| Goal |
Copy out the lines of the listing below verbatim, beginning with the line containing "Help me find the white flower—where" and continuing through the line containing "[137,0,147,110]", with both of those lines included.

Region labeling records:
● ● ● ●
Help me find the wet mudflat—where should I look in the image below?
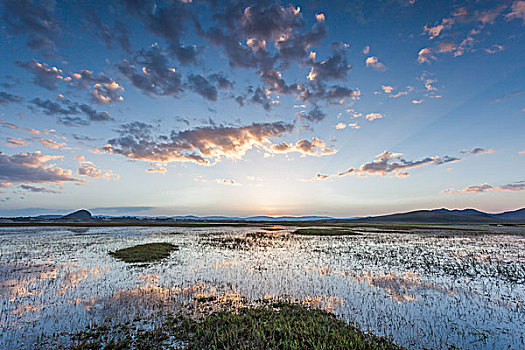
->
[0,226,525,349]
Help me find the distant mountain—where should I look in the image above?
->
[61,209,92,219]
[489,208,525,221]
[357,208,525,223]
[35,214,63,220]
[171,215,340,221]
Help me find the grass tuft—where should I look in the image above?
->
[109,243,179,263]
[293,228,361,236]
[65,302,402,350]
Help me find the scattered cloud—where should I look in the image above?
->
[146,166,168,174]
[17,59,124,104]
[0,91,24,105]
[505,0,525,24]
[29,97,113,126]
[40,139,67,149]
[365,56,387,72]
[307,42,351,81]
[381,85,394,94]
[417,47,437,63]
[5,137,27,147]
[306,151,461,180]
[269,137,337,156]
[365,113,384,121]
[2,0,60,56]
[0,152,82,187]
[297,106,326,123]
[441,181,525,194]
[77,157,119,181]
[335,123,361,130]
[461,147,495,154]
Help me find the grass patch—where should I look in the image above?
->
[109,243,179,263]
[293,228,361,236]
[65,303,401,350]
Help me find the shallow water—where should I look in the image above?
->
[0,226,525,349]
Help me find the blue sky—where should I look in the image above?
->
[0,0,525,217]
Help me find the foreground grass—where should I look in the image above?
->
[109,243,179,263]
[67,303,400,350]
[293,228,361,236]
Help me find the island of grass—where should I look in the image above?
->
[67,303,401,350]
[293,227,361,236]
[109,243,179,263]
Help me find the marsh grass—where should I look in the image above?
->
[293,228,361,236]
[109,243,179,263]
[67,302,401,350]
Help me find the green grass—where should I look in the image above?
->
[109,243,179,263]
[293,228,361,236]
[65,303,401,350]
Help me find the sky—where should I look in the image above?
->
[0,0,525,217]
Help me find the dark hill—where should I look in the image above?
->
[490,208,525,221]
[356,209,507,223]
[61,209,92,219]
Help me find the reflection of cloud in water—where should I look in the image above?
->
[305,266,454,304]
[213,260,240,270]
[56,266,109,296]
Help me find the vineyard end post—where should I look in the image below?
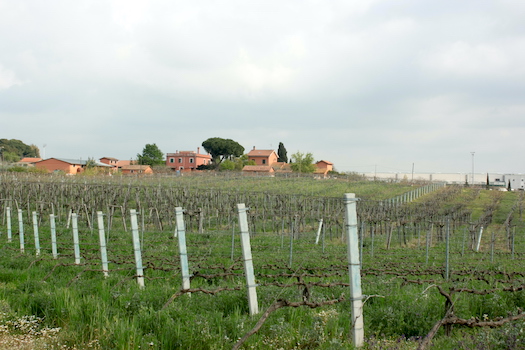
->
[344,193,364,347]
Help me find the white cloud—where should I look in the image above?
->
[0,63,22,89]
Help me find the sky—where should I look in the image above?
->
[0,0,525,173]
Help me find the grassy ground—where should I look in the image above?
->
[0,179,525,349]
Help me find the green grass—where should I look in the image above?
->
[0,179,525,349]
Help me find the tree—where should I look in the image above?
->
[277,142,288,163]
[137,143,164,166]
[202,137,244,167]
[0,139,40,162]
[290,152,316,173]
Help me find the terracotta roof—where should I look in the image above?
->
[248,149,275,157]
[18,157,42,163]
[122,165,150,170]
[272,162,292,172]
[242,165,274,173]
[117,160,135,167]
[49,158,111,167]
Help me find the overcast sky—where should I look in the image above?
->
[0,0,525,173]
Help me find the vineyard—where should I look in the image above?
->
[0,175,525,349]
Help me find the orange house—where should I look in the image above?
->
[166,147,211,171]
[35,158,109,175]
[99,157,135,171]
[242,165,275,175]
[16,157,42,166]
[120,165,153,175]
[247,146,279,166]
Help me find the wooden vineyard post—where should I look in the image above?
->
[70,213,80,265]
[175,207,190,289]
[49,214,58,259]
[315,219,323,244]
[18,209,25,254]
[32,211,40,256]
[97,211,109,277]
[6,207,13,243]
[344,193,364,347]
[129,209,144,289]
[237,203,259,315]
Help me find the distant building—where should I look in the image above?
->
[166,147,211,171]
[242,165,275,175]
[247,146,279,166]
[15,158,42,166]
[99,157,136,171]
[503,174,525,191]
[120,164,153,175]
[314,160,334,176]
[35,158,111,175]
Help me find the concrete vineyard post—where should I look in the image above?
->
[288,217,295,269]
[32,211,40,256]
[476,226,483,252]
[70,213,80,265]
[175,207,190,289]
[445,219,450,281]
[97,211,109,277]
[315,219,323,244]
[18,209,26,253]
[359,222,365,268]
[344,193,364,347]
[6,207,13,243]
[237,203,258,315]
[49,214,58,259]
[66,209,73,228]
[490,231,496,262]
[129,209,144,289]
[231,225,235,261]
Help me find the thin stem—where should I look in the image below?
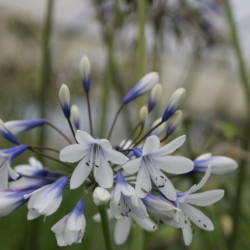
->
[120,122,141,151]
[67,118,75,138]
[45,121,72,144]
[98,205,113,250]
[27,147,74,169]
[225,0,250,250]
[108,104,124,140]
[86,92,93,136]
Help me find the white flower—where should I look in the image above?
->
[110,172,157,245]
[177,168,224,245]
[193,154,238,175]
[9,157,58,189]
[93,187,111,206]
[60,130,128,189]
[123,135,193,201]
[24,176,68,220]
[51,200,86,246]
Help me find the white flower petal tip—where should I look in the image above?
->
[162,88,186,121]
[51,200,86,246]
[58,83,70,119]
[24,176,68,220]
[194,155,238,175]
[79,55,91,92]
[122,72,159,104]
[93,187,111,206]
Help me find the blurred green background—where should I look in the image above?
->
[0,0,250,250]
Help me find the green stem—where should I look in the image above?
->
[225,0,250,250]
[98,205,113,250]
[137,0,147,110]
● ● ● ●
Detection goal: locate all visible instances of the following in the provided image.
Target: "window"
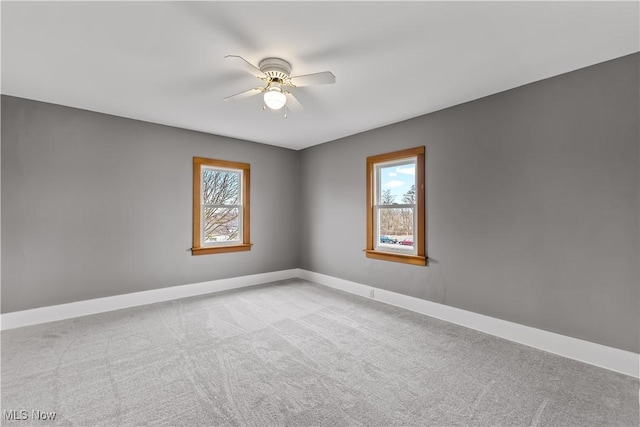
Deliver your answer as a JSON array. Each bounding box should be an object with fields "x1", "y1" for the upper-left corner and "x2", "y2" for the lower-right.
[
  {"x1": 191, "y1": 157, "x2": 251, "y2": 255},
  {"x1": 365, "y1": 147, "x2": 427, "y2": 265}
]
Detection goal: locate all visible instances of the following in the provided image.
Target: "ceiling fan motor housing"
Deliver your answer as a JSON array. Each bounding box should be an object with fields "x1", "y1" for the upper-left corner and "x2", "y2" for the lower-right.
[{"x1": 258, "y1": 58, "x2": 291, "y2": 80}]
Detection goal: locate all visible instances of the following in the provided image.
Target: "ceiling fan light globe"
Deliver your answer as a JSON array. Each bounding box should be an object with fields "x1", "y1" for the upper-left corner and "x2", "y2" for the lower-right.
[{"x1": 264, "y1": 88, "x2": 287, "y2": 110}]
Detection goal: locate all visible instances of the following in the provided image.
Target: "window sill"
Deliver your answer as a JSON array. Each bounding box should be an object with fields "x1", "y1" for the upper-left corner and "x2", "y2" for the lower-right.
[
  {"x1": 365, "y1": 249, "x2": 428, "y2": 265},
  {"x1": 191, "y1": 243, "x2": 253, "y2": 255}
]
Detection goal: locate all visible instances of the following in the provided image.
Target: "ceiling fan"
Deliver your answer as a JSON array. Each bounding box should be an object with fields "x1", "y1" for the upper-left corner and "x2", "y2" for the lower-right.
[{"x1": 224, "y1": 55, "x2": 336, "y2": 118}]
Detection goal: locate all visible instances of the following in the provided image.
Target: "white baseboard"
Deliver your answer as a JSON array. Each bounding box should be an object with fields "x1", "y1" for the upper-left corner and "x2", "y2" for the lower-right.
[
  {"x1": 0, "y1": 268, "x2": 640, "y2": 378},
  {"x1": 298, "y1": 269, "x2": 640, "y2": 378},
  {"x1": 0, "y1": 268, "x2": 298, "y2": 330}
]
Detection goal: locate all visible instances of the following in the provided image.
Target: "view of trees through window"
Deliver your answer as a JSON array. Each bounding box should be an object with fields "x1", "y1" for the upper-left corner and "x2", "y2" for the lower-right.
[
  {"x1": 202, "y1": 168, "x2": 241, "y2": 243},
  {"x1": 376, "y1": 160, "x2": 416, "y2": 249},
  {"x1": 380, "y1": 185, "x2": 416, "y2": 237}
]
● ● ● ●
| Output of the task |
Help me find the white flower—where should I look in the image above?
->
[110,172,157,245]
[177,168,224,245]
[193,154,238,175]
[9,157,58,189]
[93,187,111,206]
[60,130,128,189]
[123,135,193,201]
[24,176,68,220]
[51,200,86,246]
Help me find the white flower petal tip—where should I look in the image above?
->
[162,88,186,121]
[51,200,86,246]
[58,83,70,119]
[24,176,68,220]
[194,155,238,175]
[79,55,91,92]
[122,72,159,104]
[93,187,111,206]
Help me find the blurred green background—where should I look in the image above?
->
[0,0,250,250]
Help me find the green stem—where should I look in the image above?
->
[225,0,250,250]
[98,205,113,250]
[137,0,147,110]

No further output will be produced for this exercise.